** Begin PAGE TEXT **

Capitalized terms used above but not defined are defined in the Severance Agreement. The foregoing description of the Severance Agreement is a summary and is qualified in its entirety by reference to the copy of the Amended and Restated Executive Severance and Arbitration Agreement attached hereto as Exhibit 10.2 and incorporated by reference herein.

Item 5.02    Departure of Directors or Certain Officers; Election of Directors; Appointment of Certain Officers; Compensatory Arrangements of Certain Officers.

Appointment and Compensation of Principal Executive Officer and Election of Director

On December 15, 2011, the Company announced the appointment of Mr. Thomas Carson as President and Chief Executive Officer, and as a director of the Company. A copy of the press release announcing Mr. Carson’s appointment is attached as Exhibit 99.1 to this report. The material terms and conditions of Mr. Carson’s employment with the Company are described under Item 1.01 above, which description is incorporated by reference into this Item 5.02.

Mr. Carson, age 52, joined the Company in May 2008 when the acquisition of Gemstar-TV Guide International by the Company was completed, most recently served as the Company’s Executive Vice President of Sales and Marketing and previously served as Executive Vice President of Sales and Services. From April 2006 to May 2008, Mr. Carson served in various capacities at Gemstar, including President of the North American IPG business and President for North American CE business. From February 2005 to April 2006, Mr. Carson served as Executive Vice President of Operational Efficiency programs at Thomson Multimedia Corporation and from February 2004 to February 2005, he served as Executive Vice President, Global Sales and Services at Thomson. Mr. Carson holds a B.S in business administration and an MBA from Villanova University.

Departure of Principal Executive Officer

On Mr. Carson’s appointment, Mr. Alfred J. Amoroso ceased serving as the Company’s President and Chief Executive Officer. Mr. Amoroso will assist Mr. Carson in transition matters and will continue in employment with the Company pursuant to the terms of his Executive Succession Planning Agreement dated May 25, 2011, a copy of which was filed with the SEC at that time.

Item 9.01    Financial Statements and Exhibits.

** End PAGE TEXT **
** Begin RECORD SET **

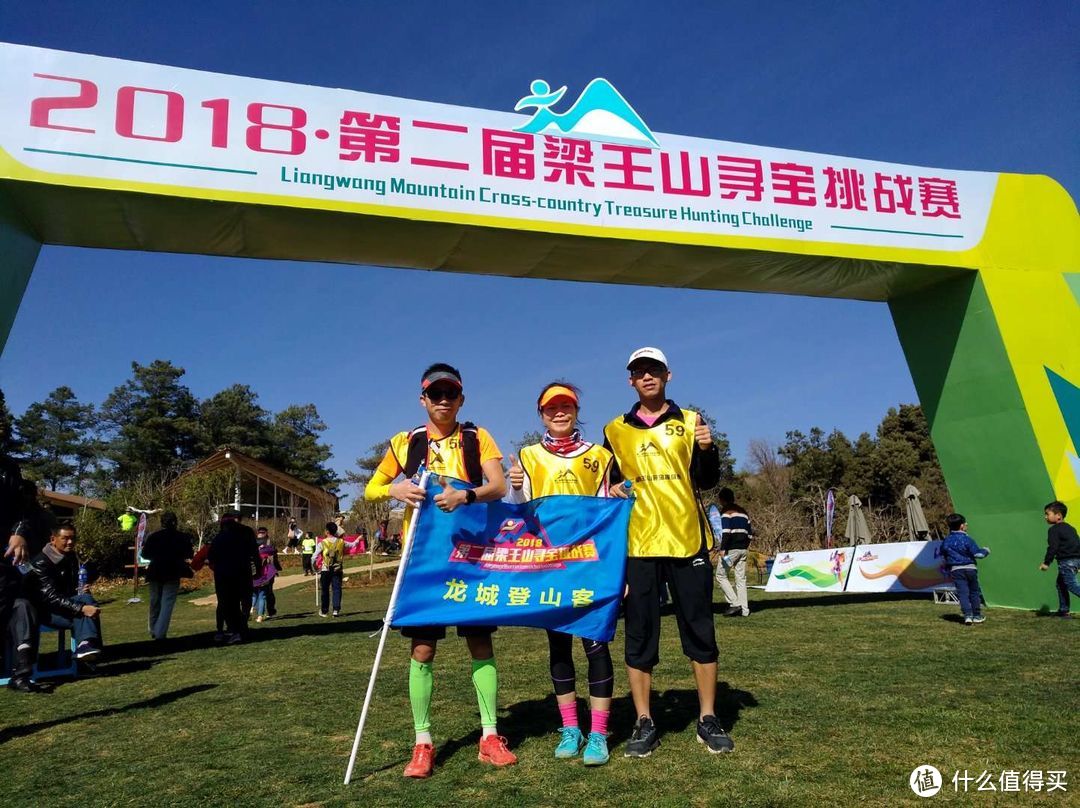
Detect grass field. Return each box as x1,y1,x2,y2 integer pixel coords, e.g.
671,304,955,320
0,575,1080,807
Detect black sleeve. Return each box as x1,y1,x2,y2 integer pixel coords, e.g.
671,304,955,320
690,441,720,491
26,556,82,617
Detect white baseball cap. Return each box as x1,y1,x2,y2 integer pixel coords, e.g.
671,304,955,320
626,347,667,371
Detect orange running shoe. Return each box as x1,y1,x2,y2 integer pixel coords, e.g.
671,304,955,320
404,743,435,779
477,735,517,766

** End RECORD SET **

■ **EXERCISES TO COMPLETE**:
#1 In the filing text, which school granted Mr. Carson his business administration degree and his MBA?
#2 Restate the filing text between "On Mr. Carson’s appointment, Mr. Alfred J." and "at that time.", inclusive, changing "transition matters" to "handover matters".
#3 Condense the paragraph of the filing text that begins "Mr. Carson, age 52, joined the Company" into a bulleted list that keeps its main facts.

■ **EXERCISE SOLUTIONS**:
#1 Villanova University.

#2
On Mr. Carson’s appointment, Mr. Alfred J. Amoroso ceased serving as the Company’s President and Chief Executive Officer. Mr. Amoroso will assist Mr. Carson in handover matters and will continue in employment with the Company pursuant to the terms of his Executive Succession Planning Agreement dated May 25, 2011, a copy of which was filed with the SEC at that time.

#3
- Age 52; joined the Company in May 2008, when the Company completed its acquisition of Gemstar-TV Guide International.
- At the Company: most recently Executive Vice President of Sales and Marketing; previously Executive Vice President of Sales and Services.
- April 2006 to May 2008: various roles at Gemstar, including President of the North American IPG business and President for North American CE business.
- February 2005 to April 2006: Executive Vice President of Operational Efficiency programs at Thomson Multimedia Corporation.
- February 2004 to February 2005: Executive Vice President, Global Sales and Services at Thomson.
- Education: B.S in business administration and MBA from Villanova University.